- [Requirements]: Render each line of the records below as a string in a single JSON list, one string per line, omitting blank lines.

---------- Available data

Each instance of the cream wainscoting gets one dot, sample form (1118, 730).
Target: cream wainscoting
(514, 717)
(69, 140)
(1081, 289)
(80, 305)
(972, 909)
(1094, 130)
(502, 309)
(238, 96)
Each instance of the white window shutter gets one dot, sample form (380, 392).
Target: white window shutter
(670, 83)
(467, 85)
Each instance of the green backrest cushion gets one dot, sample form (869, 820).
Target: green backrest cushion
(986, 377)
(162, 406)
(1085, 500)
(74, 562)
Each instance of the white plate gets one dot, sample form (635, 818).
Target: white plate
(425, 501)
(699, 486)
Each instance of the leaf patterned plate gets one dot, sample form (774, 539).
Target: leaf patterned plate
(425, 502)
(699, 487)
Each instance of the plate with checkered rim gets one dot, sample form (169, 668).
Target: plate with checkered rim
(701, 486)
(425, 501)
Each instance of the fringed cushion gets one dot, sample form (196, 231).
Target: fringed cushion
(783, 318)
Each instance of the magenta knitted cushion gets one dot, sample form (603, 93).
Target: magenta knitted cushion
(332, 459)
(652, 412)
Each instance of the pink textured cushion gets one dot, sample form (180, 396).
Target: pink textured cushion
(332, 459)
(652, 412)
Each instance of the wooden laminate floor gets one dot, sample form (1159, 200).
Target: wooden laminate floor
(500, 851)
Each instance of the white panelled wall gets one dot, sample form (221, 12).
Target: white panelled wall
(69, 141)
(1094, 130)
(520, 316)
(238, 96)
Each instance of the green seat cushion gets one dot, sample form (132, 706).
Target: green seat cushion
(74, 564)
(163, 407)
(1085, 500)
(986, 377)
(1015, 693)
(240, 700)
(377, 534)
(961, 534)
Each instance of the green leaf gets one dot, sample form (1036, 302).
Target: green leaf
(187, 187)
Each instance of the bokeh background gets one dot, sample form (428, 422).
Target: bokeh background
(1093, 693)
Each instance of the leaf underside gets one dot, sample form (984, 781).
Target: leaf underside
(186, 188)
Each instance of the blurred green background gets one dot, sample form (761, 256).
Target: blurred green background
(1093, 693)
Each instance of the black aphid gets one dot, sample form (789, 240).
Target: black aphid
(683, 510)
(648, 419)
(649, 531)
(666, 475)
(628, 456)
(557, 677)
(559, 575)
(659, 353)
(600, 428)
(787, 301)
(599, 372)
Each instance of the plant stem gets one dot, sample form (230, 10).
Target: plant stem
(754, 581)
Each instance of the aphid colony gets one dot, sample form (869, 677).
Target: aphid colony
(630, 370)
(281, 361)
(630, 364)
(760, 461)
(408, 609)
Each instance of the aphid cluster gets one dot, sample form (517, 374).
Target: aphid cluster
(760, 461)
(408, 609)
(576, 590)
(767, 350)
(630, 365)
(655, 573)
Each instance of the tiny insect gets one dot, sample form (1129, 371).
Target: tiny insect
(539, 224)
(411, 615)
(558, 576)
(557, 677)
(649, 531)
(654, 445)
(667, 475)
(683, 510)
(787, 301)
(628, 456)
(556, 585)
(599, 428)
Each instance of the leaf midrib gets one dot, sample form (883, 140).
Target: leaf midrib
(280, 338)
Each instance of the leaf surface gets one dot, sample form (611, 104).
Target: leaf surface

--------------------

- [Result for this exercise]:
[
  "Each instance of the cream wainscoting gets one dot, sample form (1118, 730).",
  "Target: cream wainscoting",
  "(514, 717)",
  "(69, 140)",
  "(1081, 289)",
  "(80, 305)",
  "(972, 909)",
  "(1094, 130)",
  "(502, 309)",
  "(238, 96)",
  "Each instance of the white window shutter gets one dot, sample form (380, 392).",
  "Target: white window shutter",
  "(670, 83)",
  "(467, 85)",
  "Each instance of the green backrest cushion gets one dot, sample form (869, 820).",
  "Target: green backrest cushion",
  "(986, 377)",
  "(162, 406)",
  "(1085, 500)",
  "(74, 562)",
  "Each instance of the white plate gets one dot, sample form (635, 818).",
  "Target: white plate",
  "(425, 501)",
  "(699, 486)",
  "Each instance of the leaf patterned plate gets one dot, sample form (774, 539).",
  "Target: leaf patterned plate",
  "(425, 502)",
  "(699, 487)",
  "Each instance of the plate with checkered rim gets one dot, sample form (169, 668).",
  "Target: plate with checkered rim",
  "(701, 486)",
  "(425, 501)",
  "Each instance of the fringed cushion gets one dot, sample form (196, 231).",
  "Target: fringed cushion",
  "(783, 318)",
  "Each instance of the magenta knitted cushion gets one dot, sample form (603, 93).",
  "Target: magenta knitted cushion",
  "(332, 459)",
  "(652, 412)",
  "Each instance of the pink textured cushion gets one dot, sample form (180, 396).",
  "Target: pink textured cushion",
  "(332, 459)",
  "(652, 412)",
  "Each instance of the wooden laminate floor gets one dot, sample form (1159, 200).",
  "Target: wooden laminate floor",
  "(500, 851)",
  "Each instance of the white panelled wall gets one dot, sample form (221, 12).",
  "Target: white panelled wall",
  "(69, 141)",
  "(1094, 130)",
  "(520, 316)",
  "(238, 96)",
  "Each instance of the green seat cushion gets one dot, sample form (132, 706).",
  "Target: green seat cushion",
  "(74, 564)",
  "(163, 407)",
  "(1085, 500)",
  "(986, 377)",
  "(1015, 693)",
  "(240, 700)",
  "(377, 534)",
  "(961, 534)",
  "Each instance of the green leaf gets one dot, sample form (1036, 302).",
  "Target: green leaf",
  "(187, 187)",
  "Each instance of the bokeh background gets one dot, sample form (428, 422).",
  "Target: bokeh background",
  "(1093, 693)",
  "Each instance of the leaf underside gets one dot, sample form (984, 781).",
  "Target: leaf underside",
  "(186, 188)",
  "Each instance of the blurred green background gets one dot, sample form (761, 256).",
  "Target: blurred green background",
  "(1093, 693)",
  "Each instance of the black aphid gets one dot, sample form (789, 240).",
  "Target: black aphid",
  "(683, 510)",
  "(648, 419)",
  "(649, 531)",
  "(666, 475)",
  "(628, 456)",
  "(557, 677)",
  "(559, 575)",
  "(659, 353)",
  "(600, 428)",
  "(787, 301)",
  "(599, 372)",
  "Each instance of the plant stem gets one dot, sample form (230, 10).",
  "Target: plant stem",
  "(754, 581)",
  "Each instance of the aphid colony gets one dot, sample form (869, 677).",
  "Target: aphid colony",
  "(630, 370)",
  "(281, 361)",
  "(630, 364)",
  "(760, 461)",
  "(408, 609)",
  "Each instance of the aphid cluster gets one dot, sample form (517, 374).",
  "Target: aphid cluster",
  "(760, 461)",
  "(408, 609)",
  "(576, 590)",
  "(767, 350)",
  "(630, 365)",
  "(655, 573)",
  "Each instance of the tiny insect gets one dot, sample form (1129, 371).",
  "Target: tiny insect",
  "(539, 224)",
  "(411, 615)",
  "(558, 576)",
  "(557, 677)",
  "(649, 531)",
  "(654, 445)",
  "(667, 475)",
  "(683, 510)",
  "(787, 301)",
  "(628, 456)",
  "(556, 585)",
  "(599, 428)",
  "Each instance of the leaf midrib gets one dot, sample form (883, 140).",
  "Target: leaf midrib",
  "(280, 338)",
  "Each instance of the leaf surface gets one dot, sample form (611, 104).",
  "Target: leaf surface"
]